_To do:_
Copy the rows below word for word, beginning with the line that contains "Where is the ocean wave in the picture above?" and ending after the line that contains "xmin=0 ymin=647 xmax=580 ymax=680".

_Exercise data:_
— begin —

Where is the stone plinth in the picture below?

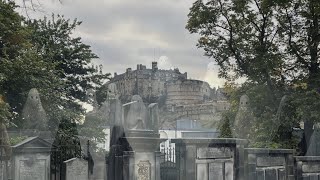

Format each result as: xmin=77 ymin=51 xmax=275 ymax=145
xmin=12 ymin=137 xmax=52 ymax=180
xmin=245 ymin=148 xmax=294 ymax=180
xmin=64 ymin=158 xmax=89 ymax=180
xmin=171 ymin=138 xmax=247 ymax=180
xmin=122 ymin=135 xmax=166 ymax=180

— end —
— begin —

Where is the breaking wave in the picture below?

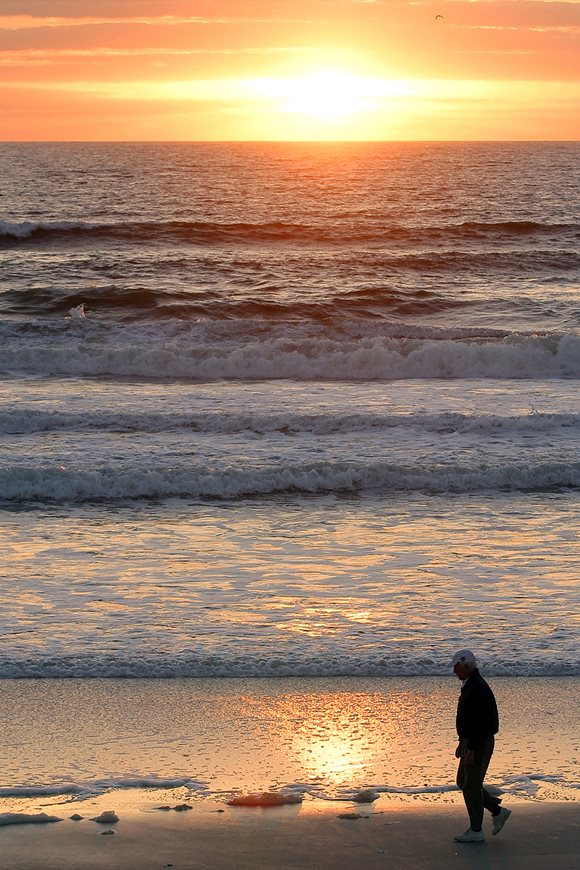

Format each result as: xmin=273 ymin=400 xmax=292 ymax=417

— end —
— begin —

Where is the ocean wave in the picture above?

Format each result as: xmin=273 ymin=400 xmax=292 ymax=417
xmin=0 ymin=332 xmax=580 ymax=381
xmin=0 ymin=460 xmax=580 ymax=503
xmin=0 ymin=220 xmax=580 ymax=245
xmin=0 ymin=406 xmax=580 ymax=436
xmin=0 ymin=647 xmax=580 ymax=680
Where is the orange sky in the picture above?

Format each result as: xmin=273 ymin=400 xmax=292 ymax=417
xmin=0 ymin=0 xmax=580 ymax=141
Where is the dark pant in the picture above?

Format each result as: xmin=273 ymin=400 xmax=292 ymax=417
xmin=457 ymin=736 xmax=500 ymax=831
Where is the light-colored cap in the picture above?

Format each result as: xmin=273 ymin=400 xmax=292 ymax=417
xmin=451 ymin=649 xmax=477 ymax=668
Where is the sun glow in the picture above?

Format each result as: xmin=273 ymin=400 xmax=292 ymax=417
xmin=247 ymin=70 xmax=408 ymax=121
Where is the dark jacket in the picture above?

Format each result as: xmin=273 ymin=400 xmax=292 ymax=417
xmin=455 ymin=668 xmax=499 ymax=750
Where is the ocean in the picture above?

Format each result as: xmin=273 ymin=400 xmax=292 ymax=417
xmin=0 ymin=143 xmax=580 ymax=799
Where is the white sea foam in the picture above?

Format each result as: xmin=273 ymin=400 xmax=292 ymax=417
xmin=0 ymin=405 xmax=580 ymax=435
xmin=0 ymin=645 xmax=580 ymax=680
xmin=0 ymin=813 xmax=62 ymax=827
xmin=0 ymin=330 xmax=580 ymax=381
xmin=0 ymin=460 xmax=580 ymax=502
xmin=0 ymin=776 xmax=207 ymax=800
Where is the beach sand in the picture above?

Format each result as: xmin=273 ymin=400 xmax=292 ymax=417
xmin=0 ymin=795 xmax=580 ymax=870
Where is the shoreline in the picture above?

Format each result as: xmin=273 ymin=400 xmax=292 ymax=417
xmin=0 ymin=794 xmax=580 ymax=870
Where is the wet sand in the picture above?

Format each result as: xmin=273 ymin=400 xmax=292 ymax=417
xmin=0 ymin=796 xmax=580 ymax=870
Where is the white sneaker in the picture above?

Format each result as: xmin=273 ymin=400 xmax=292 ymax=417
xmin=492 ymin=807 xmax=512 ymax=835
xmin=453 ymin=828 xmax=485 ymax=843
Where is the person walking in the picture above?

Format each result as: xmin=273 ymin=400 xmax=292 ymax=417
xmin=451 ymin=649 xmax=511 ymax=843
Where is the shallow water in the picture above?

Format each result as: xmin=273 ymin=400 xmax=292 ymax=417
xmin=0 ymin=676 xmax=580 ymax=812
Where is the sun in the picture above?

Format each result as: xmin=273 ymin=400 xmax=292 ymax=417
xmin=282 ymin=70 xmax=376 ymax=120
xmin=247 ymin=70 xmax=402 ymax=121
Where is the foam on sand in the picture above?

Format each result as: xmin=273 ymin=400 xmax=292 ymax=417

— end —

_Solution to the problem:_
Where is the ocean wave in the picture above?

Format each result as: xmin=273 ymin=400 xmax=292 ymax=417
xmin=0 ymin=332 xmax=580 ymax=381
xmin=0 ymin=460 xmax=580 ymax=503
xmin=0 ymin=220 xmax=580 ymax=245
xmin=0 ymin=406 xmax=580 ymax=436
xmin=0 ymin=647 xmax=580 ymax=680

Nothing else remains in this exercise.